**WORK INSTRUCTIONS**. Reproduce everything in the material from the line containing "of the black" down to the line containing "[[884, 548], [480, 451], [1188, 539]]", both lines included and the requests kept. Shift every coordinate in the answers by adding 135.

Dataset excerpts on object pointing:

───

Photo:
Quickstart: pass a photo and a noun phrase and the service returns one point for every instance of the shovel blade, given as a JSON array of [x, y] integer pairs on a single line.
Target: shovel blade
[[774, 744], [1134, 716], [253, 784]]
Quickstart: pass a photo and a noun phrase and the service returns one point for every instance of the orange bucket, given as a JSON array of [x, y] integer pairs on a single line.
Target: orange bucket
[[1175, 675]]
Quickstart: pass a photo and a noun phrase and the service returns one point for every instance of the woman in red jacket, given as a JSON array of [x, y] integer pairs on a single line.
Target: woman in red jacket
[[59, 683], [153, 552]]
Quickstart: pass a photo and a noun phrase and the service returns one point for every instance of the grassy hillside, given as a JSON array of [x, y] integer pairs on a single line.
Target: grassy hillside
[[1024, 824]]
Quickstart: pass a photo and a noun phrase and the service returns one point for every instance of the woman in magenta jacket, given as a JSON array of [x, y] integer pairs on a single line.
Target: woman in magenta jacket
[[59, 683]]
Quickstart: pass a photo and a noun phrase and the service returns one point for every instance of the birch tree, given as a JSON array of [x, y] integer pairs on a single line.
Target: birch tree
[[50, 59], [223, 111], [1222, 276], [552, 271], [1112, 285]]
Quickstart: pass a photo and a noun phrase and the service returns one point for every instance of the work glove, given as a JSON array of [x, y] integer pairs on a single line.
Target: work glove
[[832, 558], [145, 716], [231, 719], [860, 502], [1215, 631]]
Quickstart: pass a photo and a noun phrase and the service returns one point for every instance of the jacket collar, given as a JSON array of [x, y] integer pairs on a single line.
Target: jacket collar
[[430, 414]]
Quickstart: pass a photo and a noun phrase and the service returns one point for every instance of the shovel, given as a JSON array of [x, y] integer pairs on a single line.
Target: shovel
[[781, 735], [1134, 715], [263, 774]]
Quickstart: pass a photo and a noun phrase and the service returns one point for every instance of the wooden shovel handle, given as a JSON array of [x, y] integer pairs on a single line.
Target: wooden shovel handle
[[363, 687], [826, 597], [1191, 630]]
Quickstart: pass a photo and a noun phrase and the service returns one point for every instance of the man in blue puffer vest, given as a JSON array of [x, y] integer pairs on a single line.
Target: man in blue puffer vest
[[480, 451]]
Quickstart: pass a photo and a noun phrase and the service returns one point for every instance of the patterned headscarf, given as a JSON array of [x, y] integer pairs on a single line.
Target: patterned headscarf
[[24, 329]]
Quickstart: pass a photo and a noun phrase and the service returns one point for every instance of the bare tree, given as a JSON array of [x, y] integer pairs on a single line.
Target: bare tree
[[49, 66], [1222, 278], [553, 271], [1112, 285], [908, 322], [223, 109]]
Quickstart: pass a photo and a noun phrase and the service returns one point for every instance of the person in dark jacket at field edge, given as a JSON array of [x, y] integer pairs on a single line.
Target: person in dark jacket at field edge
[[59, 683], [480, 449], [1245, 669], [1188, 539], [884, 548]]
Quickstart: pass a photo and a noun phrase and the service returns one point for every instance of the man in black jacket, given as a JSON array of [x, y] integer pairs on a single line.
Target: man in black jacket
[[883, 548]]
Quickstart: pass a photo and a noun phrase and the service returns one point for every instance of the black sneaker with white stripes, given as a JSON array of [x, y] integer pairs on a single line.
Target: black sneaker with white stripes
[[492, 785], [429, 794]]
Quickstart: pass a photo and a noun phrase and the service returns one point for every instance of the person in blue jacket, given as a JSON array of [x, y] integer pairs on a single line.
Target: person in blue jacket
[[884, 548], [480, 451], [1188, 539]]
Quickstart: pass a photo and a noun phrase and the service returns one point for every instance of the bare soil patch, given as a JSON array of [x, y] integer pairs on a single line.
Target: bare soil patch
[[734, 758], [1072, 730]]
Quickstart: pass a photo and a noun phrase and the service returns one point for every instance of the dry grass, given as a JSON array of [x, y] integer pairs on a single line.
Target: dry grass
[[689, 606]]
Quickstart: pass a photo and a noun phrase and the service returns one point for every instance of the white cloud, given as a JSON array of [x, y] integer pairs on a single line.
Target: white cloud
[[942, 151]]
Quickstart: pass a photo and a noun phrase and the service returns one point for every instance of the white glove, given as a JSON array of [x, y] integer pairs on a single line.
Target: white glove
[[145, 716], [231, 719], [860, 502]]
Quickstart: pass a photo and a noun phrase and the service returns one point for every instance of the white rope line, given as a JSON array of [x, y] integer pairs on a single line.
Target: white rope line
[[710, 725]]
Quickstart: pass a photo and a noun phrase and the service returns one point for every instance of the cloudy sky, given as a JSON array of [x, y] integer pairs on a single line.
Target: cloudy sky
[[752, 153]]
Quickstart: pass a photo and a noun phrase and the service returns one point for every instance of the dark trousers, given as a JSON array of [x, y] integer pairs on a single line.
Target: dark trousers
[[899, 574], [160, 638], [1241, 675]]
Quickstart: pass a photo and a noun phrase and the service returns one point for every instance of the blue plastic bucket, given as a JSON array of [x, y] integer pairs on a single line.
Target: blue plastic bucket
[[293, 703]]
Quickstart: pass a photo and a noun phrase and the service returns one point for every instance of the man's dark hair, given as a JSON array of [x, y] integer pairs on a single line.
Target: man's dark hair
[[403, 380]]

───

**SOLUTION**.
Quickstart: pass a photo and a noun phrase and the service returns one point for every instance of the black sneaker with white stripes, given as a JSON array of [x, y] integer pairs on a single line.
Target: black sneaker with white stripes
[[627, 920], [564, 929]]
Quickstart: pass a photo and a noun phrase and the service returns one point for every instance of the person in blue jacket, given as a JSON array of [x, y] integer pairs on a single line.
Target: person in blue jacket
[[1019, 683], [615, 586], [1323, 674]]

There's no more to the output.